Task to complete: Filter the listing below, copying out each line that contains the string "fern". Matching is case-sensitive.

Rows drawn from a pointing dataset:
[start]
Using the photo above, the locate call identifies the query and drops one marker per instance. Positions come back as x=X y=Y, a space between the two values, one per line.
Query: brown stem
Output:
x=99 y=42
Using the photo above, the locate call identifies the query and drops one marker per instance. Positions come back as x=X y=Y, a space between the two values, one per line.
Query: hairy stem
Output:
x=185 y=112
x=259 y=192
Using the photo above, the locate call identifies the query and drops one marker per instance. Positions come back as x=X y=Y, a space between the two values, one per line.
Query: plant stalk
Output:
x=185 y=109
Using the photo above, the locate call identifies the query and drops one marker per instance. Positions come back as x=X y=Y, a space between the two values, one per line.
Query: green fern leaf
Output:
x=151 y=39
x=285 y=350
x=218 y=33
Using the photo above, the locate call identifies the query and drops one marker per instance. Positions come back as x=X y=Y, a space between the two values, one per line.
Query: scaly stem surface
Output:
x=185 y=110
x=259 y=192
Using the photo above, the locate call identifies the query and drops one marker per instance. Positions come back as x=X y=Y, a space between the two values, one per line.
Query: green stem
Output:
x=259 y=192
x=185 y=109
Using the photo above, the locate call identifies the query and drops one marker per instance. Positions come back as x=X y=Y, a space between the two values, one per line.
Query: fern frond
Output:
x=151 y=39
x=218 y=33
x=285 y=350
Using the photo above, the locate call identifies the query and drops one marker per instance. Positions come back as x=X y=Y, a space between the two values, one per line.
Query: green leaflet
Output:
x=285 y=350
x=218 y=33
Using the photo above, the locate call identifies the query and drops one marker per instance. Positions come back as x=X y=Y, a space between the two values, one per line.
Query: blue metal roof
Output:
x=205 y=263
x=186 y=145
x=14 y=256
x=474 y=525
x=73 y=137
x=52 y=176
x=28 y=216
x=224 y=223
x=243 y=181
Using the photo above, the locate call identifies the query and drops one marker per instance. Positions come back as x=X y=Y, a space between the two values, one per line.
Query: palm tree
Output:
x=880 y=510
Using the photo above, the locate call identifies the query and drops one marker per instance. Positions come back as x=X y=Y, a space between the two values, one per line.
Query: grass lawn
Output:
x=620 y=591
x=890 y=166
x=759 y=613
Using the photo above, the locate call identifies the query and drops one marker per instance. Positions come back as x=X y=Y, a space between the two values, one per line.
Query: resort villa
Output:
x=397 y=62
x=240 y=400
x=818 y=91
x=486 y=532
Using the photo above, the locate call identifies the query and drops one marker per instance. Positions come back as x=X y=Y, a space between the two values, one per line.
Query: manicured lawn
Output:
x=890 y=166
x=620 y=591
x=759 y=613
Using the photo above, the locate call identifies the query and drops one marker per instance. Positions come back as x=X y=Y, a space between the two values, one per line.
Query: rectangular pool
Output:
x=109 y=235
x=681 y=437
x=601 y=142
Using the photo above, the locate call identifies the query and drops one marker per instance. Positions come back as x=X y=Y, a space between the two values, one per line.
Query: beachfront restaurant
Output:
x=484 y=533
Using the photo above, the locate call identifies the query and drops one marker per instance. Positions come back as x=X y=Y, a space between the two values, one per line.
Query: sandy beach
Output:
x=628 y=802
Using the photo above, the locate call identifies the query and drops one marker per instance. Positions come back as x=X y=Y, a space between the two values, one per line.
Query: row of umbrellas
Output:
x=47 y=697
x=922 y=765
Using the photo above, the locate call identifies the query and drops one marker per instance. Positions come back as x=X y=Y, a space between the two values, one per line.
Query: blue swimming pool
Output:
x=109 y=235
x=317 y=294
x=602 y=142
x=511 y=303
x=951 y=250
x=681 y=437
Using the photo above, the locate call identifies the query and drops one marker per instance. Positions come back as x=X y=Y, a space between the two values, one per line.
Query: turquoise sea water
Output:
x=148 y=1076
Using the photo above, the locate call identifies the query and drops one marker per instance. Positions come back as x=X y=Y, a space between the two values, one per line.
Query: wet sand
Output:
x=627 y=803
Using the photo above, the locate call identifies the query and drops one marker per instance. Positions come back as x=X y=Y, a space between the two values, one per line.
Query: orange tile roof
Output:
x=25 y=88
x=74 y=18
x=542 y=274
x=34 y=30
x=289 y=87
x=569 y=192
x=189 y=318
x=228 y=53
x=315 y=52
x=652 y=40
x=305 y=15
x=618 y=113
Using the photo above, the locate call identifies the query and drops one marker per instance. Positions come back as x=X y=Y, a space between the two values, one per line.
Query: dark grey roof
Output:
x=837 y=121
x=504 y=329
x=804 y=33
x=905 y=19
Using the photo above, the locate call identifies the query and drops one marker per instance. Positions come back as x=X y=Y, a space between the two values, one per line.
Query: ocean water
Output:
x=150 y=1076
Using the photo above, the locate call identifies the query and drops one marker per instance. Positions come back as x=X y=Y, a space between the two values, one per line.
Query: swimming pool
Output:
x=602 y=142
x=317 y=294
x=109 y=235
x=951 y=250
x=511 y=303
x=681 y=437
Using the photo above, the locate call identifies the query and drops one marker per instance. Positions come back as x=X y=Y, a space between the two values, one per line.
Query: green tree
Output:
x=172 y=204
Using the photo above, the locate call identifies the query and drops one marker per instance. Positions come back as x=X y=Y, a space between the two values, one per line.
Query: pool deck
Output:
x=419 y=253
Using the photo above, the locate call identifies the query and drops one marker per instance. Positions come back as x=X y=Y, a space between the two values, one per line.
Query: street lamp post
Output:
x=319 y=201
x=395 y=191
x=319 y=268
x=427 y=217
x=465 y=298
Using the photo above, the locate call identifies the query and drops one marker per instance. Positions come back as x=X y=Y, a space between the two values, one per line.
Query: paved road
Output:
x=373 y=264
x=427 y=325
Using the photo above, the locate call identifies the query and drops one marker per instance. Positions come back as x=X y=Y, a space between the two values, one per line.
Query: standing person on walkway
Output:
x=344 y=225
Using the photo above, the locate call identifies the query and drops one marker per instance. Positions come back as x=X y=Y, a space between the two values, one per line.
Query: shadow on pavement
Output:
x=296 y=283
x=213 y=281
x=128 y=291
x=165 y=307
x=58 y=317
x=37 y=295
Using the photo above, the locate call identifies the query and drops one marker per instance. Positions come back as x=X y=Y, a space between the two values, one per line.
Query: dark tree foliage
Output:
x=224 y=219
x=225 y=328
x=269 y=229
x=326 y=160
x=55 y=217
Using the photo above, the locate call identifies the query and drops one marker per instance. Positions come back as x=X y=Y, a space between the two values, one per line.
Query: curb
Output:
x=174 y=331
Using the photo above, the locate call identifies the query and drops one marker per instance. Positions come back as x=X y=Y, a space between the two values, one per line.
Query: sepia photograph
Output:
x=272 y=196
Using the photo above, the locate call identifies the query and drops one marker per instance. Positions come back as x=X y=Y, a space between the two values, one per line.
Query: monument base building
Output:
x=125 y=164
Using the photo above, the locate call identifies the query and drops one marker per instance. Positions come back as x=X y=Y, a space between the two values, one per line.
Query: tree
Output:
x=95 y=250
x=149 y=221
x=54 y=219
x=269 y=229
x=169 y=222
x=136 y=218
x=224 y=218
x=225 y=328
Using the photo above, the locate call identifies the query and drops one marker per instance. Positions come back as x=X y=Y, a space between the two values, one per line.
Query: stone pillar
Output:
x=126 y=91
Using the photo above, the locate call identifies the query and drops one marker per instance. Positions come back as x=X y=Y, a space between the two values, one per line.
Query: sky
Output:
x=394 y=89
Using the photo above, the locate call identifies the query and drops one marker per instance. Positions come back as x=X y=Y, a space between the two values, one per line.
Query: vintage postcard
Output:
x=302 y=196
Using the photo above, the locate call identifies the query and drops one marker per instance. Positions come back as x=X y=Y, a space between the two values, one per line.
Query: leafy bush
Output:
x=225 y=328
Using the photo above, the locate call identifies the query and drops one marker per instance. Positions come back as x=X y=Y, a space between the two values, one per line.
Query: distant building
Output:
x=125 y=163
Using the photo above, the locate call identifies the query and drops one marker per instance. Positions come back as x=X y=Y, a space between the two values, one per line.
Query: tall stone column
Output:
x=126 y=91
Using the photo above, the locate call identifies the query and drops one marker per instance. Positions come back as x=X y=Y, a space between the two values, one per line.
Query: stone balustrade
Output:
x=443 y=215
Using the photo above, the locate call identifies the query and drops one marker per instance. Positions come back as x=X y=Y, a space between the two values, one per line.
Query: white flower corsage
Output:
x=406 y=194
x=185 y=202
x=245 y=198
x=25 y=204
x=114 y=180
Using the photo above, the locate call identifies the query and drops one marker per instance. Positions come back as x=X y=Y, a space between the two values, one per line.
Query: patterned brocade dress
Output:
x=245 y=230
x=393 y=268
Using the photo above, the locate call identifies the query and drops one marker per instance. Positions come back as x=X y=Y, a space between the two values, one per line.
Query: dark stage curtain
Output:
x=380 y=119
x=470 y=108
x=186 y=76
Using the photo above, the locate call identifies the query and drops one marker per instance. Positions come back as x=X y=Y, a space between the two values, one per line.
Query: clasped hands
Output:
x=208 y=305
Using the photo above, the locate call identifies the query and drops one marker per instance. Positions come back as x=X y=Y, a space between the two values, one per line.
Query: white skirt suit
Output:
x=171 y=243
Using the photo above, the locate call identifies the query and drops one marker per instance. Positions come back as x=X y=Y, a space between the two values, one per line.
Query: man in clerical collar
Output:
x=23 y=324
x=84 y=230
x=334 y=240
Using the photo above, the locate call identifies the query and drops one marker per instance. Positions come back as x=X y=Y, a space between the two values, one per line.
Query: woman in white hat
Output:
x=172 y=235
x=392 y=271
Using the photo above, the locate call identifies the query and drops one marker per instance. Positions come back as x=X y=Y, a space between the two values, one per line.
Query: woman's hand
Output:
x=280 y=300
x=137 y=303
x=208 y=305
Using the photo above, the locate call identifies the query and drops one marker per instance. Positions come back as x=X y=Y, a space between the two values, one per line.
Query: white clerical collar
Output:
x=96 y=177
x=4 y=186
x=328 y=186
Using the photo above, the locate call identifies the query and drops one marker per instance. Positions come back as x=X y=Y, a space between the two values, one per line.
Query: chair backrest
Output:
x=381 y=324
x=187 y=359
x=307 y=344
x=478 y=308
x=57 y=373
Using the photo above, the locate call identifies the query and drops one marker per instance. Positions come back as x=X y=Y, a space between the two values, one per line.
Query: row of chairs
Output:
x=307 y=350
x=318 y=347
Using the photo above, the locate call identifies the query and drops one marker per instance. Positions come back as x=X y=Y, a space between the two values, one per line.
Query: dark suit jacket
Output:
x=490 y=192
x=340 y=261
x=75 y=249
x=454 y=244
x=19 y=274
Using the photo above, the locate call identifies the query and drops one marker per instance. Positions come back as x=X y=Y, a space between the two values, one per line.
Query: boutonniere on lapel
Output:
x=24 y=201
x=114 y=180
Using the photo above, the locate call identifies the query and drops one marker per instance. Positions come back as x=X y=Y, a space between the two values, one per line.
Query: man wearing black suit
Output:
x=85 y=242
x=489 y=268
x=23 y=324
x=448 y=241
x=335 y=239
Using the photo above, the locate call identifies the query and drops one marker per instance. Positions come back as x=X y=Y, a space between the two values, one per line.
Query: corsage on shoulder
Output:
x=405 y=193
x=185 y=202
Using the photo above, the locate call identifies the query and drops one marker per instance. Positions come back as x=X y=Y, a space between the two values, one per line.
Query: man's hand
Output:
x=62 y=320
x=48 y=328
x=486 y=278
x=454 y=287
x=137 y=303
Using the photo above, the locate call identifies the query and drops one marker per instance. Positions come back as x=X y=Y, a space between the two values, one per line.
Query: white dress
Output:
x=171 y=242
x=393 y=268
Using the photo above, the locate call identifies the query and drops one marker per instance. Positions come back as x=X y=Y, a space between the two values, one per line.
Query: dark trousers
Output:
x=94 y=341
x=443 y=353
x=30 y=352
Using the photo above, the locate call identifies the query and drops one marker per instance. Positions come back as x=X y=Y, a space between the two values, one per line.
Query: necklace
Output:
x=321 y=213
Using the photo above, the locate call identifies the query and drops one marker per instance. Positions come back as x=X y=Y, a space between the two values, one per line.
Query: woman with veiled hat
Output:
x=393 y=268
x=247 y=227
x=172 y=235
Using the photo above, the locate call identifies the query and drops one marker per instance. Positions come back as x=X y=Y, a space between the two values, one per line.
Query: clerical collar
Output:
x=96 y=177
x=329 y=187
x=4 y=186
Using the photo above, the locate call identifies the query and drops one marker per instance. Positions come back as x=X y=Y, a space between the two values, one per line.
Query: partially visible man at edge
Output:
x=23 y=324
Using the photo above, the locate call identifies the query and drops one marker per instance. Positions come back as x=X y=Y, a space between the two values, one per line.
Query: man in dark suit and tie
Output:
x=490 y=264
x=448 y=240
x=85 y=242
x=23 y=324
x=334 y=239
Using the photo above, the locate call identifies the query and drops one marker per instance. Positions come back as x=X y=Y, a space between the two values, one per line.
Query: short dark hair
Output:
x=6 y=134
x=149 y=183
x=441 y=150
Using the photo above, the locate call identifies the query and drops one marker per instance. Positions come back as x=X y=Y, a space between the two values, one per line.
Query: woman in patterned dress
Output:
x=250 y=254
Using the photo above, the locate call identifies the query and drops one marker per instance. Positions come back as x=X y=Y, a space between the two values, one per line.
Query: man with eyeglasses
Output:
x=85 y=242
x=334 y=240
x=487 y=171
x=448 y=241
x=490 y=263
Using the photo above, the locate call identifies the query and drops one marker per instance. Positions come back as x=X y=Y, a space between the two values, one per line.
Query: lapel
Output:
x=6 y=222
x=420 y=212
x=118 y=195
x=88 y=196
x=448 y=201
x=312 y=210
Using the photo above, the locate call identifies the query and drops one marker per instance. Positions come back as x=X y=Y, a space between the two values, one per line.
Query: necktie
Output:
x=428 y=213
[end]
Reply to the task:
Query: green fern leaf
Query: fern frond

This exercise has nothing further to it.